=== EXERCISE INSTRUCTIONS ===
A – Decide whether each statement agrees with the discussion about children and horror movies, answering yes or no and quoting the deciding words: (i) Some kids are said to be freaked out by men with big beards. (ii) One commenter says Sleepaway Camp was scarier than ET. (iii) ROU_Xenophobe's comment was posted at 10:25 PM on June 24, 2007.
B – Extend the discussion about children and horror movies, picking up after its final sentence.

=== EXCERPTED TEXT ===
--------------------

Some things? Why not everything?

And to an eight year old freaking out about seeing a screaming terrified naked girl that he isn't sure IS pretend... well good luck with that. You obviously have never had that conversation before have you?

Anyway. What was the point of your comment again?
posted by tkchrist at 9:47 PM on June 24, 2007


Some things? Why not everything?

Because some things are fine to do in real life. It's fine to pretend to eat a hamburger, and also just fine to actually eat a hamburger.

And to an eight year old freaking out about seeing a screaming terrified naked girl that he isn't sure IS pretend... well good luck with that. You obviously have never had that conversation before have you?

Nope.

On the other hand, your implicit claim that we must make sure that nobody is ever exposed to anything that a particularly sensitive eight-year-old might dislike seeing is laughable on its face.

What was the point of your comment again?

I thought you were making a crass WON'T SOMEBODY THINK OF THE CHILDREN!?!?! appeal, so I tried to shoot it down as simply and directly as possible by indicating that explanations are in fact readily available.

Yes, we get that your kid freaks out when he sees ads for horror movies, so you'd prefer that they went away. Other people's kids freak out when they see clowns -- should we also do away with those? Santa routinely freaks out kids, so he's on the chopping block. And some kids are freaked out by men with big beards, so no more of that either.
posted by ROU_Xenophobe at 10:25 PM on June 24, 2007


As I said in an earlier thread this week, I had a babysitter show me Sleepaway Camp as a child, and it scared the shit out of me -- but no more than ET did. That was a scary movie.

--------------------

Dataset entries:

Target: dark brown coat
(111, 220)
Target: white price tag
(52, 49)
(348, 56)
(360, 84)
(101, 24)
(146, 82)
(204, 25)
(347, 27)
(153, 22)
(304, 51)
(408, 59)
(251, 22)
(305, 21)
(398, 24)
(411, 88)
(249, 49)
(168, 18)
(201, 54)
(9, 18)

--------------------

=== RESPONSES TO THE EXERCISE ===
A –
(i) Yes: "And some kids are freaked out by men with big beards"
(ii) No: "it scared the shit out of me -- but no more than ET did"
(iii) Yes: "posted by ROU_Xenophobe at 10:25 PM on June 24, 2007"

B –
posted by Bookhouse at 10:45 PM on June 24, 2007


...which MPAA regulations require a viewer to pass an age-verification test, in which the viewer 17 and older has to match their name, birthday and ZIP code against public government records on file.

Garsh! How far things have come. Back in My Day(TM), whenever we underagekins wanted to see an R-Rated movie, we simply bought our tickets from a confederate in the box office or got someone's mom to "vouch for us".

Nowadays when kids want to see an online trailer to an R-Rated movie, all they have to do is type "Mike Hunt", a fake birthday and a random zip code into an MPAA verification form.

They have it too easy these days, I tell ya. Too easy! Now if you'll excuse me, nurse, I'm off to the dayroom where they need a fourth for Spades.
posted by Spatch at 5:21 AM on June 25, 2007


Other people's kids freak out when they see clowns -- should we also do away with those?

Yes. Oh, please, God, yes.
posted by erniepan at 5:24 AM on June 25, 2007


“People not willing to see a film that is not for them (general audience) should not have to sit through a trailer about that film.”

Totally. Er, I mean, the same thing, except for the endless Coca-cola advertisements. I don’t want my kid exposed to Coke, McDonalds, etc. etc. I want them to develop a healthy hatred for that sort of thoughtless consumption.
Doesn’t look like any of that’s going away any time soon though. Trailers either. Shucks, I guess I’ll just have to do my job as a parent.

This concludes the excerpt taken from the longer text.